(Position annotation records)
● ● ●

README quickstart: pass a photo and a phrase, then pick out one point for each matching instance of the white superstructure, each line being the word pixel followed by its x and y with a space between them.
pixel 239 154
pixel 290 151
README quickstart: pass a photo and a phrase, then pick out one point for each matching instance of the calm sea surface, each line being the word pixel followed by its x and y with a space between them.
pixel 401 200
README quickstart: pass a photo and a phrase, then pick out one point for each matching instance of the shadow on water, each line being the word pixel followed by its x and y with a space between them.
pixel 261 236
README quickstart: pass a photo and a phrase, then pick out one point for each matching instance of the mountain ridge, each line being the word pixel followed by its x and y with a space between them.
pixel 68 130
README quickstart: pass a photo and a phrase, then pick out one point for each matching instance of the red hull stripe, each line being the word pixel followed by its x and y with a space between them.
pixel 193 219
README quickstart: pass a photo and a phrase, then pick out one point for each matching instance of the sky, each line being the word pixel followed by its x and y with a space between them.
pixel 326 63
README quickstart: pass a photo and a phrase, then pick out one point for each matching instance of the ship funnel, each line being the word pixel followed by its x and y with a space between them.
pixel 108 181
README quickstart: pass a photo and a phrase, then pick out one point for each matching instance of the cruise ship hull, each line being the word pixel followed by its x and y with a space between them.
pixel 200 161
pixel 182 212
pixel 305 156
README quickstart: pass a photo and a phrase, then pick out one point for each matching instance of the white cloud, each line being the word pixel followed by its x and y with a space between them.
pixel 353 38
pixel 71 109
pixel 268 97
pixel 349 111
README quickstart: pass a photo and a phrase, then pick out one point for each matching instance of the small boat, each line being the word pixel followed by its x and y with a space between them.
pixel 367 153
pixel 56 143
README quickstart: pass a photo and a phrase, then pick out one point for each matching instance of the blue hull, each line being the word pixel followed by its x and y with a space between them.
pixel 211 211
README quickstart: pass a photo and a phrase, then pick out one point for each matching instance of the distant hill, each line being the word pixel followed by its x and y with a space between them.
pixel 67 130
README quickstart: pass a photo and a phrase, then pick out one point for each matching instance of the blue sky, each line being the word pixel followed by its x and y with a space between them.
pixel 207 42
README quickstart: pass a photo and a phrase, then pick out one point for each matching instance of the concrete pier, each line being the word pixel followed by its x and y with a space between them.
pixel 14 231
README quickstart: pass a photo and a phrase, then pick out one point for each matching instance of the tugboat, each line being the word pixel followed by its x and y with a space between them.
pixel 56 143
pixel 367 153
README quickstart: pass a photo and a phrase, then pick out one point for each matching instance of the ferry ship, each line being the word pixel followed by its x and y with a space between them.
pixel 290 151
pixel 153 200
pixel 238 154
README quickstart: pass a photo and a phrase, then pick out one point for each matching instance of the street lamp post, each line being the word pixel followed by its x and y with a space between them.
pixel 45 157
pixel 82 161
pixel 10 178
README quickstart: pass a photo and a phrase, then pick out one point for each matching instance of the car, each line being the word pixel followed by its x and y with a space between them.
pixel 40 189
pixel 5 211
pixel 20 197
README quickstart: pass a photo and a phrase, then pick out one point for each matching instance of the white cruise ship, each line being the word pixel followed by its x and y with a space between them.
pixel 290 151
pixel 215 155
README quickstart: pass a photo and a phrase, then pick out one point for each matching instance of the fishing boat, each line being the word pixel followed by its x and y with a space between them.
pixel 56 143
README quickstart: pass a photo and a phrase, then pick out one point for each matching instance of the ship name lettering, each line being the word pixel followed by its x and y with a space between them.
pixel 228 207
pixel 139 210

● ● ●

▶ **WHAT THIS TASK INVOLVES**
Please convert all of the records above into a JSON list of strings, one string per line, leaving out any blank lines.

▶ **TASK SOLUTION**
[
  "README quickstart: pass a photo and a phrase, then pick out one point for each matching instance of the white superstructure, each line being the word pixel followed by its x and y with a space between them.",
  "pixel 239 154",
  "pixel 290 151",
  "README quickstart: pass a photo and a phrase, then pick out one point for each matching instance of the calm sea surface, each line being the word pixel followed by its x and y with a space between them.",
  "pixel 401 200",
  "README quickstart: pass a photo and a phrase, then pick out one point for each matching instance of the shadow on water, each line being the word pixel followed by its x and y with a space between them.",
  "pixel 261 236",
  "README quickstart: pass a photo and a phrase, then pick out one point for each matching instance of the mountain ridge, each line being the word pixel followed by its x and y with a space between them.",
  "pixel 68 130",
  "README quickstart: pass a photo and a phrase, then pick out one point for each matching instance of the red hull stripe, each line being the word pixel followed by its x and y with a space between them.",
  "pixel 193 219",
  "README quickstart: pass a photo and a phrase, then pick out one point for each matching instance of the sky, each line being the word pixel followed by its x and y with a space between them.",
  "pixel 326 63",
  "README quickstart: pass a photo and a phrase, then pick out one point for each matching instance of the ship funnel, each line being the word pixel followed by its x and y with a space between them.",
  "pixel 108 181",
  "README quickstart: pass a photo and a phrase, then pick out one point for each matching instance of the cruise ship hull, each line being the word pixel followed by its x and y with a space between them.",
  "pixel 200 161",
  "pixel 182 212",
  "pixel 305 156",
  "README quickstart: pass a photo and a phrase, then pick out one point for each matching instance of the white cloud, each line being the word pixel followed by its x and y with a space between them.",
  "pixel 353 38",
  "pixel 71 109",
  "pixel 268 97",
  "pixel 349 111",
  "README quickstart: pass a photo and a phrase, then pick out one point for each matching instance of the small boat, each line being the word pixel followed by its x and y with a space between them.",
  "pixel 367 153",
  "pixel 56 143",
  "README quickstart: pass a photo and a phrase, then pick out one point for each matching instance of the blue hull, each line being the word pixel followed by its x and y with a space between them.",
  "pixel 211 211",
  "README quickstart: pass a photo and a phrase, then pick out one point for each matching instance of the distant hill, each line being the word pixel followed by its x and y with a space between them.",
  "pixel 67 130",
  "README quickstart: pass a photo and a phrase, then pick out one point for each matching instance of the blue sky, each line being the word pixel followed by its x and y with a space between them.",
  "pixel 207 42",
  "README quickstart: pass a photo and a phrase, then pick out one point for each matching instance of the concrete pier, each line being the word pixel followed by its x and y with a space between them.",
  "pixel 14 231",
  "README quickstart: pass a photo and a phrase, then pick out one point for each matching instance of the tugboat, each line being the word pixel followed by its x and y with a space between them.",
  "pixel 56 143",
  "pixel 367 153",
  "README quickstart: pass a photo and a phrase, then pick out one point for each matching instance of the ferry ship, each line being the word pixel followed by its x and y with a space between them.",
  "pixel 290 151",
  "pixel 153 200",
  "pixel 238 154",
  "README quickstart: pass a photo and a phrase, then pick out one point for each matching instance of the street lamp post, each line being the word pixel followed by its x and y with a space between them.",
  "pixel 45 157",
  "pixel 82 161",
  "pixel 10 178",
  "README quickstart: pass a photo and a phrase, then pick out one point for each matching instance of the car, each line being the word pixel followed by its x and y with a space between them.",
  "pixel 40 189",
  "pixel 5 211",
  "pixel 20 197",
  "README quickstart: pass a photo and a phrase, then pick out one point for each matching instance of the white cruise ship, each line being the word pixel followed by its x and y with a space between them.",
  "pixel 290 151",
  "pixel 215 155",
  "README quickstart: pass a photo and a phrase, then pick out one point for each matching instance of the fishing boat, each line being the word pixel followed by its x and y with a space between them.",
  "pixel 56 143",
  "README quickstart: pass a photo and a phrase, then pick out one point for each matching instance of the ship name lettering, each line being the word pixel followed by its x and y with a space between them.",
  "pixel 228 207",
  "pixel 139 210"
]